SET OF TASKS ▸
a. In the article below about the conflict-of-interest cases of Sam Katz and Rob Ford, how much taxpayer money is Katz alleged to have spent entertaining councillors and city staff?
b. From the article below on the Katz and Ford conflict-of-interest cases, reproduce word for word the part that opens with the words containing "It may not hurt" and closes with "at the time.".

DOCUMENT EXCERPT ▸
Hey there, time traveller!
This article was published 27/11/2012 (4861 days ago), so information in it may no longer be current.

It may not hurt Sam Katz, but it certainly doesn’t help him.

The moment on Monday an Ontario judge removed Toronto Mayor Rob Ford from office for violating conflict-of-interest laws, many eyes in this town turned toward the Winnipeg mayor, who is fighting his own conflict-of-interest legal battle.

Katz will be in court this April over allegations he violated conflict-of-interest laws in this province when he spent $2,900 in taxpayer money entertaining councillors and city staff at a restaurant he owned at the time.

To be clear, we’re talking about a different case involving an entirely different politician in another province governed by a different piece of provincial legislation. Yet it’s hard to shake the feeling Ford’s downfall will have a ripple effect in Winnipeg.

The Ford case does not serve as a legal precedent; the testy Toronto mayor is not the first politician to be removed from office for ethical transgressions, although he may be the highest-profile victim of this type of legal challenge. However, Manitoba’s law is fundamentally the same as Ontario’s. That is, a judge who finds a politician guilty of a conflict of interest has but one option: to order the office held by the politician vacated.

In a broader sense, the Ford case is just plain bad timing for Katz. Without suggesting a judge here would be influenced by what happened there, it would have helped Katz immensely in his legal battle if the whole country weren’t involved in a debate over political conflict-of-interest principles.

Katz’s lawyer, Robert Tapper, went immediately on the offensive Monday, suggesting the Ford case had no bearing on Katz’s legal predicament. A master of hyperbole, Tapper said comparing the two cases would be like comparing “apples to horseshoes.” Perhaps, but that is Tapper’s attempt to focus on the differences to the exclusion of the similarities.

It would be hard to find a more arcane case than the one that brought Ford down. In March 2010, before he was mayor, a charity Ford founded accepted $3,150 in donations from lobbyists and their clients. The charity provides football equipment to underprivileged high schools. Ford solicited the donations using city council letterhead.

The city’s integrity commissioner found Ford violated code-of-conduct guidelines and advised him to repay the money. Council voted to support that recommendation, but Ford refused despite six reminders.

MATERIAL SUPPLIED ▸
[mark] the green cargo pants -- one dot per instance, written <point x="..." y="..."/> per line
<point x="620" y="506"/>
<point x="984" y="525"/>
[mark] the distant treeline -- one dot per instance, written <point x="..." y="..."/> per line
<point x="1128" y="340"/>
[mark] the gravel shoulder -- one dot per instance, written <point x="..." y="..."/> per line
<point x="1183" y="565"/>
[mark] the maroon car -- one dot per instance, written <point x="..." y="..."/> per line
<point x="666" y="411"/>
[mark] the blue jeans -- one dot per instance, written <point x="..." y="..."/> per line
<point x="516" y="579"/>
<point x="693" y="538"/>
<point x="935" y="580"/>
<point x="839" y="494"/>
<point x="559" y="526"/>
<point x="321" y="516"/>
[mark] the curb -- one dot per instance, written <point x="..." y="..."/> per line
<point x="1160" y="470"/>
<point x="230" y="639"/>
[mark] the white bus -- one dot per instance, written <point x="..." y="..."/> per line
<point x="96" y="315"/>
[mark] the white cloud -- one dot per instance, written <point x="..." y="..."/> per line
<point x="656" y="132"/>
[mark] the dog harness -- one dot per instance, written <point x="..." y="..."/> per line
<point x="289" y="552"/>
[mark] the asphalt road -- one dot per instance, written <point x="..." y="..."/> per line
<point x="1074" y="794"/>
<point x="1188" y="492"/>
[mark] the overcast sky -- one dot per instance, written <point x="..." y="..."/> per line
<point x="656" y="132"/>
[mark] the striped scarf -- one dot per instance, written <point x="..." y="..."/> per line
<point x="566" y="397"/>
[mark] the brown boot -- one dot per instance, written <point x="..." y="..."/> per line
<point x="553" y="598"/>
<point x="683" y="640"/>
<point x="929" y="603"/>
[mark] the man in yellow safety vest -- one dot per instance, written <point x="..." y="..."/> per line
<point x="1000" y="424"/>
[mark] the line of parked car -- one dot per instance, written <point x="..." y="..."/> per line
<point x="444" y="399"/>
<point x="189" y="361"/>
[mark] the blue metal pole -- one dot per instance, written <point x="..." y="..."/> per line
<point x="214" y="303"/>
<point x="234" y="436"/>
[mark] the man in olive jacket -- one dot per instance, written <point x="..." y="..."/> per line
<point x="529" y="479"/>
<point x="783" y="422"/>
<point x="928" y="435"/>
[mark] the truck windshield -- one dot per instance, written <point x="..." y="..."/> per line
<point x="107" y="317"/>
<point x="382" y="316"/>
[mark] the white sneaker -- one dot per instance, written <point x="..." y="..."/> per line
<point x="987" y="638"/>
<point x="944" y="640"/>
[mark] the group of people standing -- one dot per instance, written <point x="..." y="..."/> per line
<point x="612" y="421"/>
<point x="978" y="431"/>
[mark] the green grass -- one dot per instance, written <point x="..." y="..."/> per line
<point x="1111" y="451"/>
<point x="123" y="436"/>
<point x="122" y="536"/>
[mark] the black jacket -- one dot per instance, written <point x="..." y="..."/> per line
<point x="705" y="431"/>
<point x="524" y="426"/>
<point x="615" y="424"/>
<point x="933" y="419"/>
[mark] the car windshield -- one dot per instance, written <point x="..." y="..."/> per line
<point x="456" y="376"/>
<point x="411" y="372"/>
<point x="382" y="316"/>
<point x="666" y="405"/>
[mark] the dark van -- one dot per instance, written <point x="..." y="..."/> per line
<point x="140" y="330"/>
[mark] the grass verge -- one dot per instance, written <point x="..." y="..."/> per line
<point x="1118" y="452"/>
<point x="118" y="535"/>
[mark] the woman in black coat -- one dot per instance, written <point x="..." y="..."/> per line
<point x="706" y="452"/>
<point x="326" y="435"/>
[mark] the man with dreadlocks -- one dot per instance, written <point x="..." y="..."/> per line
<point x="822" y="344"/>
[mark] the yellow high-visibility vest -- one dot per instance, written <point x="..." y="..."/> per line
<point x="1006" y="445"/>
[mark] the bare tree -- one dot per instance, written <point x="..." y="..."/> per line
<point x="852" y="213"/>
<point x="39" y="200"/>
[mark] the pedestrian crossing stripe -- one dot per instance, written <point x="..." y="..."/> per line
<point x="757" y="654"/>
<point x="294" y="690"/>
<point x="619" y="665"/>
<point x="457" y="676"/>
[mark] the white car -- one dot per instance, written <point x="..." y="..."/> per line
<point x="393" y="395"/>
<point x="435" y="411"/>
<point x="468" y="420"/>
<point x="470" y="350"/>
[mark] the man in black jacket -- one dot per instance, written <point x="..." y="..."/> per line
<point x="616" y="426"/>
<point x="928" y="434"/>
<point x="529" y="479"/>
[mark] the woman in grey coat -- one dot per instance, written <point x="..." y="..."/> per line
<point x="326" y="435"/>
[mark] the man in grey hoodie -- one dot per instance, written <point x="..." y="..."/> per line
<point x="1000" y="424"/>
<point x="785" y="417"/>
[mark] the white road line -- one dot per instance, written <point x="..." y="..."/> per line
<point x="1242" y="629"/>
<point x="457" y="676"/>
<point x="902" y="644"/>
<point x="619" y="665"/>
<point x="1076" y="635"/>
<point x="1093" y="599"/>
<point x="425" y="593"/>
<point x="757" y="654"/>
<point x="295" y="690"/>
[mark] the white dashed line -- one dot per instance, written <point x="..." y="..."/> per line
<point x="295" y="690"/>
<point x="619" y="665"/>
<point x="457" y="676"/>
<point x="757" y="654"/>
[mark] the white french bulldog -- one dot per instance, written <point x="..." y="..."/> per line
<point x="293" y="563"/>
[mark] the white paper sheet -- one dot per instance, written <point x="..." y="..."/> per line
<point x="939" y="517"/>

RESPONSES TO THE EXERCISE ▸
a. $2,900

b.
It may not hurt Sam Katz, but it certainly doesn’t help him.

The moment on Monday an Ontario judge removed Toronto Mayor Rob Ford from office for violating conflict-of-interest laws, many eyes in this town turned toward the Winnipeg mayor, who is fighting his own conflict-of-interest legal battle.

Katz will be in court this April over allegations he violated conflict-of-interest laws in this province when he spent $2,900 in taxpayer money entertaining councillors and city staff at a restaurant he owned at the time.